**Try it:**
Using the records below, output the stretch that opens with the line containing "--detect car windshield --format json_objects" and closes with the line containing "--detect car hood --format json_objects", exactly and including both lines, with nothing more.

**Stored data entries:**
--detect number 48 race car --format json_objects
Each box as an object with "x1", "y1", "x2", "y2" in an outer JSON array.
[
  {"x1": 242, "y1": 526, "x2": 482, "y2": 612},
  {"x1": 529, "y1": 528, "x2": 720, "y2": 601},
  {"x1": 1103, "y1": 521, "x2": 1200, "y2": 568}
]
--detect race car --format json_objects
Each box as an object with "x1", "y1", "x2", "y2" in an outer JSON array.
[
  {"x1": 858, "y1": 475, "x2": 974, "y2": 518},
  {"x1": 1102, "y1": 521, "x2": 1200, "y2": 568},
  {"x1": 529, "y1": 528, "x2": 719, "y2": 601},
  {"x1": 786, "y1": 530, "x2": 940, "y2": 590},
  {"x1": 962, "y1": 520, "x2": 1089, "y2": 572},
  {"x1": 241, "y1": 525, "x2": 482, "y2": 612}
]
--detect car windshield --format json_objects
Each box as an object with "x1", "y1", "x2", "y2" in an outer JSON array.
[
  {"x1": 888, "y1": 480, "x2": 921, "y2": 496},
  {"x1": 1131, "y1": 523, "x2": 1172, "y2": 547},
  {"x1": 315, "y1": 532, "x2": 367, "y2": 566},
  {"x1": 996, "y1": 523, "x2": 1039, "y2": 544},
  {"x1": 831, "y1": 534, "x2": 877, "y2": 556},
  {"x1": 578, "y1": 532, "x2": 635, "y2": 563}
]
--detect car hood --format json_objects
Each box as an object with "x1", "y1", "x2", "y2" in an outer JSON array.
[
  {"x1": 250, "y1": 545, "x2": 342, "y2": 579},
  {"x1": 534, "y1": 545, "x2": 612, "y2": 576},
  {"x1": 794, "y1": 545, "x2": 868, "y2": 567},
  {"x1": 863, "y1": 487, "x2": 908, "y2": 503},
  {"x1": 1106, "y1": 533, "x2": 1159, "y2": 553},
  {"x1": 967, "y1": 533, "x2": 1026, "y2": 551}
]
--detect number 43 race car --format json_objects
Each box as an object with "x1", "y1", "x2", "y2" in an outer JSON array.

**Completed task:**
--detect car windshield --format json_objects
Each box as an object with "x1", "y1", "x2", "y2" in an outer JSON array.
[
  {"x1": 888, "y1": 480, "x2": 921, "y2": 496},
  {"x1": 1131, "y1": 523, "x2": 1172, "y2": 547},
  {"x1": 315, "y1": 532, "x2": 367, "y2": 566},
  {"x1": 996, "y1": 523, "x2": 1039, "y2": 544},
  {"x1": 831, "y1": 534, "x2": 877, "y2": 556},
  {"x1": 578, "y1": 532, "x2": 635, "y2": 563}
]
--detect car hood --format json_objects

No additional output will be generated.